[begin Text section]

Accompanied on piano and flute by Stephen HorneI Was Born, But focuses on two young boys forced to adjust to life in the suburbs. Yoshii (Tatsuo Saito) and his wife (Mitsuko Yoshikawa) have just moved to a new home located close by Yoshii's boss, Iwasaki (Takeshi Sakamoto) and his son, Taro (Seiichi Kato). Like many young couples, their relocation to the suburbs has been accompanied by the hope that their two young sons (played by Hideo Sugawara and Tomio Aoki) will attend better schools.

Tomio Aoki, Hideo Sugawara, and Tatsuo Saito in I Was Born, But

While there are plenty of sight gags in this film, most of the audience's laughter derives from the simple honesty of boys being boys. Yoshii's sons are reluctant to go to a new school.  As commuter trains zip by in the background, the boys look for any possible excuse to cut classes. As happens in far too many cases, they are quickly spotted and victimized by their new school's bully.

[end Text section]
[begin Records]

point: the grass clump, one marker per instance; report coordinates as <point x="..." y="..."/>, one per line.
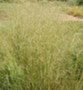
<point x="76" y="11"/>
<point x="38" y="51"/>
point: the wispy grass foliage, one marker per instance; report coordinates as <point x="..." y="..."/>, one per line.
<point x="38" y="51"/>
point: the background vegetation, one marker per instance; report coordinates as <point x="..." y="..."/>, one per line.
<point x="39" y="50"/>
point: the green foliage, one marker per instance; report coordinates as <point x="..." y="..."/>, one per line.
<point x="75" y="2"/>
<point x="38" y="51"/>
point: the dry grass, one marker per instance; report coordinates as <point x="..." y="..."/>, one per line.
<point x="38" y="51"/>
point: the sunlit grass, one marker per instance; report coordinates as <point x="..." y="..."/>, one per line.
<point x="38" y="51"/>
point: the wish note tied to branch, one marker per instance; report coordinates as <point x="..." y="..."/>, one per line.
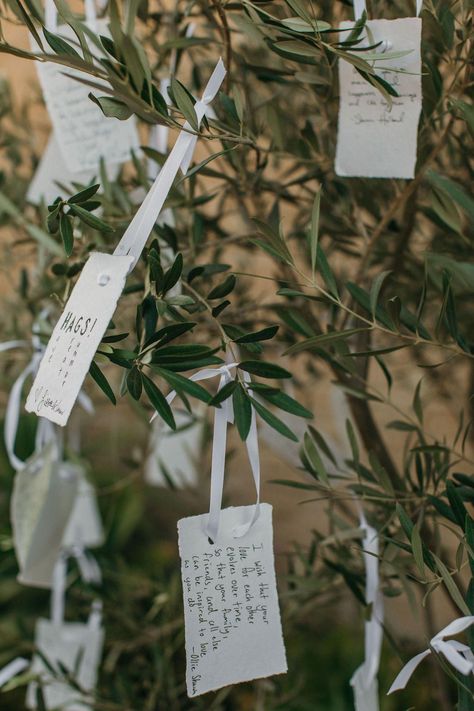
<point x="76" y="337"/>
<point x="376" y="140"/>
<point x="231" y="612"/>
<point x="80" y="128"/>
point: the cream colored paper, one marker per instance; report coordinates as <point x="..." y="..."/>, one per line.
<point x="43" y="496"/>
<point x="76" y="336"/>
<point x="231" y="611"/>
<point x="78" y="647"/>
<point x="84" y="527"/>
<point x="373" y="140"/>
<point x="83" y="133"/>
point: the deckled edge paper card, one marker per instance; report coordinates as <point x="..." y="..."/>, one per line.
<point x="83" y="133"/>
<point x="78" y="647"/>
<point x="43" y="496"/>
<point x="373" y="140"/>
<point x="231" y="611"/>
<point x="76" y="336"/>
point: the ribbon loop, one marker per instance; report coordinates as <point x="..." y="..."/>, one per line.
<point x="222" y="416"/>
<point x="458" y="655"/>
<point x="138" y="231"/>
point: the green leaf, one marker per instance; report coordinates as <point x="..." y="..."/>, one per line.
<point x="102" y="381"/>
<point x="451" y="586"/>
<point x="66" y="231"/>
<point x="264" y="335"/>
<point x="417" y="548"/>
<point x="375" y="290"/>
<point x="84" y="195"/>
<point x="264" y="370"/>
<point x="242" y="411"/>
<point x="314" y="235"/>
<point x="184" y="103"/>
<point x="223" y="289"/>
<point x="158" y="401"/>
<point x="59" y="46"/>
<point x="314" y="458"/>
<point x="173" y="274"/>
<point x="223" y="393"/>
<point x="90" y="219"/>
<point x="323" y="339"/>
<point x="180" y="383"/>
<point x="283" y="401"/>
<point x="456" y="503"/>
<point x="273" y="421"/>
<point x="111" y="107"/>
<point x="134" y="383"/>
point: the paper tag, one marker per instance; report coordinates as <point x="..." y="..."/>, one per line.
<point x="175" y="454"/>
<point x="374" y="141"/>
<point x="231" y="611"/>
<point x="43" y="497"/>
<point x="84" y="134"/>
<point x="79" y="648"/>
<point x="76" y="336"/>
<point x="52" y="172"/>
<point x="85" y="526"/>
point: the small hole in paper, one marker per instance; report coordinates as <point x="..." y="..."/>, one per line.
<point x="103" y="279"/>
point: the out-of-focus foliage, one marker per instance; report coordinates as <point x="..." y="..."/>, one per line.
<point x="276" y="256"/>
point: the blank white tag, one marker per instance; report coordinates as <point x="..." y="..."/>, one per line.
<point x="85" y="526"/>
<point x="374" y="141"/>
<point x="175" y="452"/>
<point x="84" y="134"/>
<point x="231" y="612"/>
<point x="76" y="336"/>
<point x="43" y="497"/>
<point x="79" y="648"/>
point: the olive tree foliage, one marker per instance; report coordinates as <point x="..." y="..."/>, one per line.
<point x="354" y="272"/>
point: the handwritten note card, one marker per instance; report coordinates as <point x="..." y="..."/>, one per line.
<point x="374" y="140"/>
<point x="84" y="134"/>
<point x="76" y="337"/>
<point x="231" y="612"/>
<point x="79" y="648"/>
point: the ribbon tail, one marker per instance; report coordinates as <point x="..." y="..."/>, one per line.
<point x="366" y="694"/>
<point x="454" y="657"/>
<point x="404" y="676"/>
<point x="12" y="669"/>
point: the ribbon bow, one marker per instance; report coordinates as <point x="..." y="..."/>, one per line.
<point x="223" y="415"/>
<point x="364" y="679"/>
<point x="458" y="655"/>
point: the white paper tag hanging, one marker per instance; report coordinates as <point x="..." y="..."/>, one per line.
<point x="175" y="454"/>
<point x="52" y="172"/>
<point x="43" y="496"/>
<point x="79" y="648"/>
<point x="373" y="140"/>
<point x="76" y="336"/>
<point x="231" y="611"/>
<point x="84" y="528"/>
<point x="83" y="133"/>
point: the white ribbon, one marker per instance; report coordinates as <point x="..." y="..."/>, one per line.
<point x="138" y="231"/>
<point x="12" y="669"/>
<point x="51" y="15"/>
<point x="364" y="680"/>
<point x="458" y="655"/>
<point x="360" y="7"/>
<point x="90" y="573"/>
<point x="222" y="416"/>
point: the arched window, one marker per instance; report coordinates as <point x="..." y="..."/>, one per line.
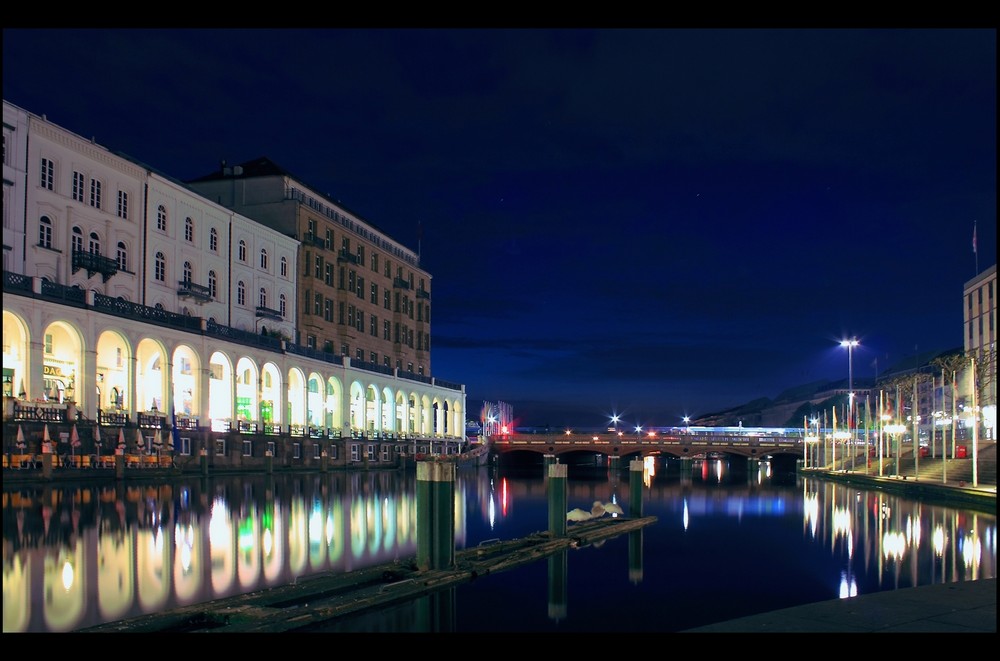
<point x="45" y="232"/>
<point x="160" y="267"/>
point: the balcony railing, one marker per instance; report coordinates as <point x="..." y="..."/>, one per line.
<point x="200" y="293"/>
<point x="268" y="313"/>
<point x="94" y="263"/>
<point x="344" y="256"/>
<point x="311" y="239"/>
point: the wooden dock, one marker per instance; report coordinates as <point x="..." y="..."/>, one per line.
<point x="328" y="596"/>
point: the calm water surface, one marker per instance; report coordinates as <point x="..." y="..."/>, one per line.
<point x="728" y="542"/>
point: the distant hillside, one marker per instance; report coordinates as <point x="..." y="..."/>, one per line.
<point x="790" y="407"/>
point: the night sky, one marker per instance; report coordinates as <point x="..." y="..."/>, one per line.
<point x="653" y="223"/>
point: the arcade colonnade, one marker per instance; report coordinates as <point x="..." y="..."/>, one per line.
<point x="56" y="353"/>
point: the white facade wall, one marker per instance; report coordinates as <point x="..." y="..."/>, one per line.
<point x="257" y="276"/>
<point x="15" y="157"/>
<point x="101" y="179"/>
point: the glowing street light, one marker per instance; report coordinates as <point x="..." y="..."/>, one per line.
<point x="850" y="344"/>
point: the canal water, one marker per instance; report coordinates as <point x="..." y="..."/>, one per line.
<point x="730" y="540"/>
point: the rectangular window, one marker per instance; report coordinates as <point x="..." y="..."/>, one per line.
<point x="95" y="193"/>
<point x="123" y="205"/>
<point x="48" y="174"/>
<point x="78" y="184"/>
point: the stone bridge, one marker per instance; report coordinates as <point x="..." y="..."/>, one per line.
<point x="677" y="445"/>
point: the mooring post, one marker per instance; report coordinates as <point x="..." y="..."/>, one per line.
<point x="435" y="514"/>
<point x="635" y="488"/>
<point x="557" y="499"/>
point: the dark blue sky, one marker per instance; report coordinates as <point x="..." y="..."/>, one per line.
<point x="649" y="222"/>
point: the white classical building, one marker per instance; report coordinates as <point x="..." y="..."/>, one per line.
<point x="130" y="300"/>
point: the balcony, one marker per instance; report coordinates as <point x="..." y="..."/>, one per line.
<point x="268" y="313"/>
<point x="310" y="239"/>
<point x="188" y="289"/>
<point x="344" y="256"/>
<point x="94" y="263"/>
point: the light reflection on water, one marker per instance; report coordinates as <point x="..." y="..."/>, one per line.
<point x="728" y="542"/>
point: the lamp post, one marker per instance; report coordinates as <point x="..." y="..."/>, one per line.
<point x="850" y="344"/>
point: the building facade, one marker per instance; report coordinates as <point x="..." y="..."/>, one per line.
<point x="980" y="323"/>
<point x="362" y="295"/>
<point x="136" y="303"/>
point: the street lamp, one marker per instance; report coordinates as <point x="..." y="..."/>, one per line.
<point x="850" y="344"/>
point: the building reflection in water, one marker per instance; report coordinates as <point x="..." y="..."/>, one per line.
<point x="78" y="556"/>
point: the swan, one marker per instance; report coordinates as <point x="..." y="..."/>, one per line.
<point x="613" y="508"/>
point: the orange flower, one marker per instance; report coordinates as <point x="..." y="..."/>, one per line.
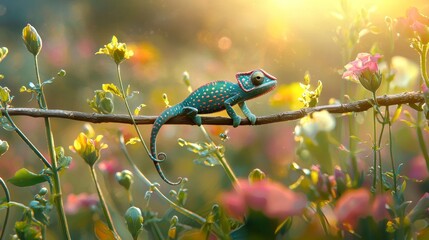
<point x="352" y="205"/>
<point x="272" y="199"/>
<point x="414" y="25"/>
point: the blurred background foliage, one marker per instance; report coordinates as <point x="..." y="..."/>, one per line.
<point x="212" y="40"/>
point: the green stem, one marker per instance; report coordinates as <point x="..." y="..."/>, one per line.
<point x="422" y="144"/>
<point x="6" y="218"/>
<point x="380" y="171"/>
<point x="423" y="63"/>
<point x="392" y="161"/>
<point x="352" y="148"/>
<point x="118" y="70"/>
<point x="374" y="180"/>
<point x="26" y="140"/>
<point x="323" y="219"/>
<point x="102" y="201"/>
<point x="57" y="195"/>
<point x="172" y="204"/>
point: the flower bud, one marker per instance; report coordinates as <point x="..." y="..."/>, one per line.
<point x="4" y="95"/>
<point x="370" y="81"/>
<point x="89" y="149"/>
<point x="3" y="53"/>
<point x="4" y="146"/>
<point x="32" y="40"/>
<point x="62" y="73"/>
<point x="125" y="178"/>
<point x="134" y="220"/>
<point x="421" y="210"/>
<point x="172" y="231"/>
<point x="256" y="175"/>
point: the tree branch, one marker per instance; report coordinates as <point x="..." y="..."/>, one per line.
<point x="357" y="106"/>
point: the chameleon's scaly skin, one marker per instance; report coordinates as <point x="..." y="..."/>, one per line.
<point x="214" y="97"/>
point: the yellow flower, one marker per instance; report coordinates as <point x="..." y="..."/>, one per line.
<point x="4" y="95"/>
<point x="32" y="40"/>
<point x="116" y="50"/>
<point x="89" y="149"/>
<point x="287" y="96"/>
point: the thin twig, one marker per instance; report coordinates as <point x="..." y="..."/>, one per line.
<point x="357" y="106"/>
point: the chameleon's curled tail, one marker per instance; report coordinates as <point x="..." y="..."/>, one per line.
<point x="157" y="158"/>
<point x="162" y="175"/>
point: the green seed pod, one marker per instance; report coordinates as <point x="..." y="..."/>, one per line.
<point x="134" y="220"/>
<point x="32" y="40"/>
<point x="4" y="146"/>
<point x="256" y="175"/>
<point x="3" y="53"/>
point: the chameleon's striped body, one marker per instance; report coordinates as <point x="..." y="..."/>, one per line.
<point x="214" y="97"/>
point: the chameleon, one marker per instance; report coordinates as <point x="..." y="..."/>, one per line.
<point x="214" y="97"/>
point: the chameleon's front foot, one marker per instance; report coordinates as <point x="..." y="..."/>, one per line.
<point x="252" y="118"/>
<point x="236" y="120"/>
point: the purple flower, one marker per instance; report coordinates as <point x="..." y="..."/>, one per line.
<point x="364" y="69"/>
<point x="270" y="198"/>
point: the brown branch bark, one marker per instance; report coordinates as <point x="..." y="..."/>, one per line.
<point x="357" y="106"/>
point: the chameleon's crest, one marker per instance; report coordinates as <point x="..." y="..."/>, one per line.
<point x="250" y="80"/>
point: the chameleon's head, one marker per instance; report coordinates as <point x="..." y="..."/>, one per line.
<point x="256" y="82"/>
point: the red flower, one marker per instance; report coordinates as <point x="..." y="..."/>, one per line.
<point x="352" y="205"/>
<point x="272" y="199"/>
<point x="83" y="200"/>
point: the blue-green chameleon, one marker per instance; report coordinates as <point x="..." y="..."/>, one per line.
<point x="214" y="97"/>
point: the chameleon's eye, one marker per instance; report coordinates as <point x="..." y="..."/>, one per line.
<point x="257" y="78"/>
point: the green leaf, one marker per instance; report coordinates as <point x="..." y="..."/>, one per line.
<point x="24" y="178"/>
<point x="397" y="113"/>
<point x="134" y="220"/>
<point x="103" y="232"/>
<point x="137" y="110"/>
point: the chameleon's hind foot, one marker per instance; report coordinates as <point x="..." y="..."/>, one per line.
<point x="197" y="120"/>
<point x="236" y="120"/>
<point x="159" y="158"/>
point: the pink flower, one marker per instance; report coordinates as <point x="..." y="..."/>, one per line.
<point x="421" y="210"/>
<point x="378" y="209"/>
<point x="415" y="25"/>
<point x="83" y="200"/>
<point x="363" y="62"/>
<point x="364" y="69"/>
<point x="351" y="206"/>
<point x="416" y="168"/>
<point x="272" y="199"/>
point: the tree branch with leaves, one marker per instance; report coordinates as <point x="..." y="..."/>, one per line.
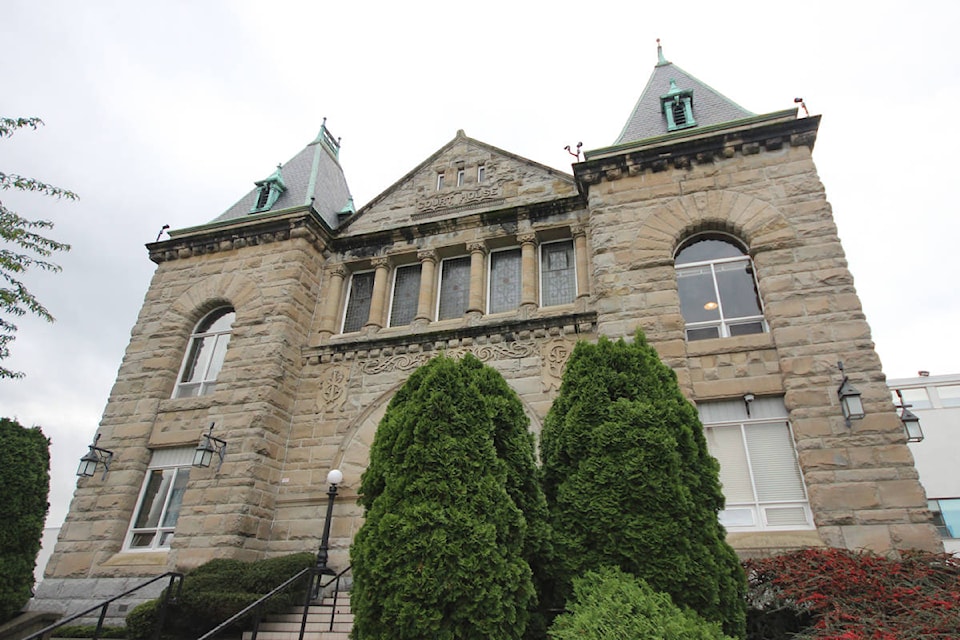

[end Records]

| Tasks to perform |
1. Reproduce the passage of the review of *I Was Born, But* between "Tomio Aoki, Hideo" and "new school's bully.", inclusive.
2. In the review of *I Was Born, But*, what hope has accompanied the couple's relocation to the suburbs?
3. Extend the review of *I Was Born, But*, beginning right after its last sentence.

| Written answers |
1.
Tomio Aoki, Hideo Sugawara, and Tatsuo Saito in I Was Born, But

While there are plenty of sight gags in this film, most of the audience's laughter derives from the simple honesty of boys being boys. Yoshii's sons are reluctant to go to a new school.  As commuter trains zip by in the background, the boys look for any possible excuse to cut classes. As happens in far too many cases, they are quickly spotted and victimized by their new school's bully.

2. The hope that their two young sons will attend better schools.

3.
Hideo Sugawara, Seiichi Kato, and Tomi Aoki in I Was Born, But

Co-presented by the Center for Asian American Media, I Was Born, But finds its dramatic steel as the two young boys make friends with Taro, the rich kid at their school (whose father is Yoshii's boss) while learning how to deal with Taro's "protector." As with most movies that involve groups of young boys, it is not the cleanest or best looking boy, but the one with the most expressive face (Tomi Aoki) who consistently steals the film.

The following scene captures the moment in which Yoshii's two sons discover something about their father that they've never known. Normally a very serious man, Yoshii and Iwasaki have been captured on film, clowning around in front of a camera. The boys are both startled and embarrassed to see their friends laughing at their father.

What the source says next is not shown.